WHAT IS BEING ASKED. From the line containing "Above is an image. Your job is to localize every narrow" to the last line of the records, please reproduce every line exactly and nothing more.

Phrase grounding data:
+++
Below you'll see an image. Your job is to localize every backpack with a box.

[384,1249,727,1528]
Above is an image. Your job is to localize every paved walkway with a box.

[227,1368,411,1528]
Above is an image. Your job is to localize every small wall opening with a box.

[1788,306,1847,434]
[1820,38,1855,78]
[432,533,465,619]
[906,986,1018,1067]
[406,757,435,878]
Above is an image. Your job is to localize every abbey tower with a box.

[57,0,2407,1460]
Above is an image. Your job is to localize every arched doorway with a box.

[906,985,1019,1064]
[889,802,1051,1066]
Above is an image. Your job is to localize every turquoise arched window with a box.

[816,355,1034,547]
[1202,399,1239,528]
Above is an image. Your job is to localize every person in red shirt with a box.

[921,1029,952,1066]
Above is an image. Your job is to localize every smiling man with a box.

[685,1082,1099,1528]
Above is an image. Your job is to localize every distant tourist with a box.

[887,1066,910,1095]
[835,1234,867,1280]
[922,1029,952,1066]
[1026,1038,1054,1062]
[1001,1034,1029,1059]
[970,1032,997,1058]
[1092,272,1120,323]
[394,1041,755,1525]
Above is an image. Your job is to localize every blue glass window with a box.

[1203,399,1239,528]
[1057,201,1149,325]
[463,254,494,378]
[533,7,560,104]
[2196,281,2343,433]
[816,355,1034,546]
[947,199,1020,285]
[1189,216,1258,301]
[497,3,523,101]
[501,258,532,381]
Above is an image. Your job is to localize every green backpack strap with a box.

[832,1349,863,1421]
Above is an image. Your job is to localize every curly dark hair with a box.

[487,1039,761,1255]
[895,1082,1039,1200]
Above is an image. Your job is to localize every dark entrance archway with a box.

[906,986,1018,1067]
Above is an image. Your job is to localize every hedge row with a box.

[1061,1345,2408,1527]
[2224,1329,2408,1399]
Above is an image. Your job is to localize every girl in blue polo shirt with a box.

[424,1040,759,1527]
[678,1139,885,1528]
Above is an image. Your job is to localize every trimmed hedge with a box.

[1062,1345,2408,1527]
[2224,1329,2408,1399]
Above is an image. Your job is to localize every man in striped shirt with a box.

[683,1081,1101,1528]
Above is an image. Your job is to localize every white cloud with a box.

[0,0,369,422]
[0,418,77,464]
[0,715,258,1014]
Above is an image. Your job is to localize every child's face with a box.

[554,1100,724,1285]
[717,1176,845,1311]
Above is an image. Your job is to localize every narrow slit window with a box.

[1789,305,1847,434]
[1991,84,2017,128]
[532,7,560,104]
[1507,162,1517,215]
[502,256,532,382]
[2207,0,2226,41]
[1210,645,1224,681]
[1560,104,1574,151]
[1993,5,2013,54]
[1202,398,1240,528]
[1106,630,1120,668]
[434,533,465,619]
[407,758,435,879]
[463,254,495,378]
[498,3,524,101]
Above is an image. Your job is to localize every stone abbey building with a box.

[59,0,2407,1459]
+++
ANSWER TO THIS EXERCISE.
Above is an image. Your job is to localize every narrow slit window with a box.

[1789,305,1847,434]
[1991,84,2017,128]
[532,7,560,104]
[1507,162,1517,215]
[502,256,532,382]
[2207,0,2226,41]
[1210,645,1224,681]
[1560,104,1574,151]
[1993,5,2013,54]
[1202,398,1240,528]
[1106,630,1120,668]
[434,533,465,619]
[407,758,435,879]
[463,254,495,378]
[498,3,524,101]
Above is an image. Your job is to localize every stone abbey building with a box.

[59,0,2407,1459]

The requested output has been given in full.